> _Work required_:
Let the line containing "Guideline — for every instance of the gatorade" serve as the first line of the answer and the final line of the entries as its last, with every line between copied exactly.

==== Material for this exercise ====

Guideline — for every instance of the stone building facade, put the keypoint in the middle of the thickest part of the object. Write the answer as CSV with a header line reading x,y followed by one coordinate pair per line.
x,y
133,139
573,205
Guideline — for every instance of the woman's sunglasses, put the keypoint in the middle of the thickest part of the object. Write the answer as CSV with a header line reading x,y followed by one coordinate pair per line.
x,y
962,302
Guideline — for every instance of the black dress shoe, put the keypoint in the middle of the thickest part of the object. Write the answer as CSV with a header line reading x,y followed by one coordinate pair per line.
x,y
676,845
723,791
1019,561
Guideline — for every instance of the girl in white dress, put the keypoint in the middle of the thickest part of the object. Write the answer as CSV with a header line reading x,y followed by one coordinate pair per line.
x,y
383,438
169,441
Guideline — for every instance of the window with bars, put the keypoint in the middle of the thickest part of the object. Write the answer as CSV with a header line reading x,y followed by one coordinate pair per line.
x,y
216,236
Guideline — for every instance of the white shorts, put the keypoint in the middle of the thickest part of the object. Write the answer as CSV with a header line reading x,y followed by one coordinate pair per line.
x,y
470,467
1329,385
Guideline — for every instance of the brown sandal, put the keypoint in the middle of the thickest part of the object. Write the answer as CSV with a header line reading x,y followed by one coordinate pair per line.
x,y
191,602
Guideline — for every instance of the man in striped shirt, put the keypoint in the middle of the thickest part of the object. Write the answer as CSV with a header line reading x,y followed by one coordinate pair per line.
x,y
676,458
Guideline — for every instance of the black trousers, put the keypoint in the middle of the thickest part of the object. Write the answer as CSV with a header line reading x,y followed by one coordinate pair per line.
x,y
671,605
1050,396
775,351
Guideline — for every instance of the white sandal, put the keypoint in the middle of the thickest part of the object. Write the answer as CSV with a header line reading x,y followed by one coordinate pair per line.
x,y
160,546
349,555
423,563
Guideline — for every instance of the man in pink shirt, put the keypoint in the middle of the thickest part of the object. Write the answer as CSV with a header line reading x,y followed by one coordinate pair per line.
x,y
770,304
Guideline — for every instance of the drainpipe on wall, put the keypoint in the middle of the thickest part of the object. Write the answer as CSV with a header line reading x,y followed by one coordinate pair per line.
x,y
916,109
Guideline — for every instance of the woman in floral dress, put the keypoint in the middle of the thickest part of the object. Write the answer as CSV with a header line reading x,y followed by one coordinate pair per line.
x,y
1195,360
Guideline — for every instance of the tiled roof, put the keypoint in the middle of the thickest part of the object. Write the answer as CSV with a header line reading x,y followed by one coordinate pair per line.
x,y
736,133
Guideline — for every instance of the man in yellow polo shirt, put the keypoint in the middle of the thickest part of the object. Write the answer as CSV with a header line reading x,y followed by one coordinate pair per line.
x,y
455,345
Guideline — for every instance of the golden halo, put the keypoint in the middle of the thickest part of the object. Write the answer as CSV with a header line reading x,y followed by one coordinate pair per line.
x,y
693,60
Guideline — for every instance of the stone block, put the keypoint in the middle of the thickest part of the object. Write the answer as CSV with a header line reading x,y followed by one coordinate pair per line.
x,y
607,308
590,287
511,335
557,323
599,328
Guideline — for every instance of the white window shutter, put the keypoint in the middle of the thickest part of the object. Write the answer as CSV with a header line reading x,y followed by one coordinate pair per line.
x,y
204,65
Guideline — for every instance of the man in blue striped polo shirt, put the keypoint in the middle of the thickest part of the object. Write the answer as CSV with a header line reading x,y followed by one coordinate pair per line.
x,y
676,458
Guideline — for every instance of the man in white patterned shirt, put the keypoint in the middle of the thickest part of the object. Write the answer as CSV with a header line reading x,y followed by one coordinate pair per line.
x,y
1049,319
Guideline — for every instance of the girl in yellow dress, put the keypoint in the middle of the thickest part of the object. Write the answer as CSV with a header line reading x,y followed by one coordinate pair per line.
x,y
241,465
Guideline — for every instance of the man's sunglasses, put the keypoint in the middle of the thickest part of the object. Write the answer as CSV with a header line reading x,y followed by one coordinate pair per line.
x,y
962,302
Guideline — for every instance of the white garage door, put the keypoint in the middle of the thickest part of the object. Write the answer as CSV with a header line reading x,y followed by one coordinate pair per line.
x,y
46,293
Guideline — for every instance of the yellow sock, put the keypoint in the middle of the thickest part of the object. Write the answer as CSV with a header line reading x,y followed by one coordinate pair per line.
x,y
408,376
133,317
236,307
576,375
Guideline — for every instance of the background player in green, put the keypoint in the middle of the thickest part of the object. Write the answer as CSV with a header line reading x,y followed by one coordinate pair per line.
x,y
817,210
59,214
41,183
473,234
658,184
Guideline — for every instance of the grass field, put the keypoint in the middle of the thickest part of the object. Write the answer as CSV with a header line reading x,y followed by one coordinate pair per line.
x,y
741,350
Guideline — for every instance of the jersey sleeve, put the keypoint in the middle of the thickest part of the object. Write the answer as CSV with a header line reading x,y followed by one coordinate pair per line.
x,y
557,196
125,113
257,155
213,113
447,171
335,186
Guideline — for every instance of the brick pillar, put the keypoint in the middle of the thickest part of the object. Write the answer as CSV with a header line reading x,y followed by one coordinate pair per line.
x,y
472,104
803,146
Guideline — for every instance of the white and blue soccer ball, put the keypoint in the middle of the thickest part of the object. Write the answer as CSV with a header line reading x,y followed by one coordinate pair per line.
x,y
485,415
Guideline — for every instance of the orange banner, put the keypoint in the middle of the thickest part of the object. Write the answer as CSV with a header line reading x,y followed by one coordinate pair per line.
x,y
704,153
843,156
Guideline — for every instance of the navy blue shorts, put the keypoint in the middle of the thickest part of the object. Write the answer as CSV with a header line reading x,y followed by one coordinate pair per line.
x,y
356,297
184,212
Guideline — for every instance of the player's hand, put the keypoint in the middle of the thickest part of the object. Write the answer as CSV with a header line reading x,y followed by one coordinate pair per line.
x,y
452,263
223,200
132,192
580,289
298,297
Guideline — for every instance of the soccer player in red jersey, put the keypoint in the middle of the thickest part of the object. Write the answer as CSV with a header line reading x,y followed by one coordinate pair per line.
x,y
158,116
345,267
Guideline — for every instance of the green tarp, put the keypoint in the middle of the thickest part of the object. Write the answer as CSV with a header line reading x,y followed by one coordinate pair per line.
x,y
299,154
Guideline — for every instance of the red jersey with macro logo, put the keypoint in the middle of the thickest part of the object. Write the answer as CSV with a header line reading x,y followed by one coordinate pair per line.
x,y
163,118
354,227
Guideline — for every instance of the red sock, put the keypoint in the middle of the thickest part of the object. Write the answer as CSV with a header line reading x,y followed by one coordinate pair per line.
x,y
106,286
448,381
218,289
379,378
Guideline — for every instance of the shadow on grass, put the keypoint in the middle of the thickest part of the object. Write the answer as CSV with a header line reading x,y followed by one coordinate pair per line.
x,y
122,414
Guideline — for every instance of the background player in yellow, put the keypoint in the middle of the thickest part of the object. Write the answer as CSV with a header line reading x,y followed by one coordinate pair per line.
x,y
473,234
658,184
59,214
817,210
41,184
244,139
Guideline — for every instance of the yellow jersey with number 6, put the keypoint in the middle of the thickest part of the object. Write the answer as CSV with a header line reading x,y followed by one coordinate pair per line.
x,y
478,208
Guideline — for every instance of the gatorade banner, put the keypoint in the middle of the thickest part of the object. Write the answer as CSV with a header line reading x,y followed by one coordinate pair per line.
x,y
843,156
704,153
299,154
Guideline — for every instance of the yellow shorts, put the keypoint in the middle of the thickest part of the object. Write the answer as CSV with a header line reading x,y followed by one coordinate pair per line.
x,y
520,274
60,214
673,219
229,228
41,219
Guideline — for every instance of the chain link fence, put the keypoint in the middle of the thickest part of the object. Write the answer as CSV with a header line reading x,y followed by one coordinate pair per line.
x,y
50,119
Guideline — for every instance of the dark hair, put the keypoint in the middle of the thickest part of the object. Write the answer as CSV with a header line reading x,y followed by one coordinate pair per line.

====

> _Solution for this problem_:
Guideline — for every instance of the gatorade banner, put the keypoint in the middle of the thickest part of the object. Write the answer as CSV with a header line reading x,y followed by one coordinate pair per line.
x,y
843,156
704,153
299,154
Guideline — for every instance of the yellow shorts, put the keypoint in the middle of the thickest part of the object. Write the answer as CSV with a header line reading x,y followed by one coordinate pair per line.
x,y
520,274
60,214
673,219
229,228
41,219
Guideline — for every instance of the chain link fence, put the keypoint in the middle of the thickest part of the object. Write the answer as CSV with a header line reading x,y followed by one coordinate pair per line.
x,y
50,119
Guideline — for every instance of the dark hair, put the keypoint in the middle of the thickest part of the object. Write the answer as CSV with a header line reading x,y followed by one coordinate pair per line.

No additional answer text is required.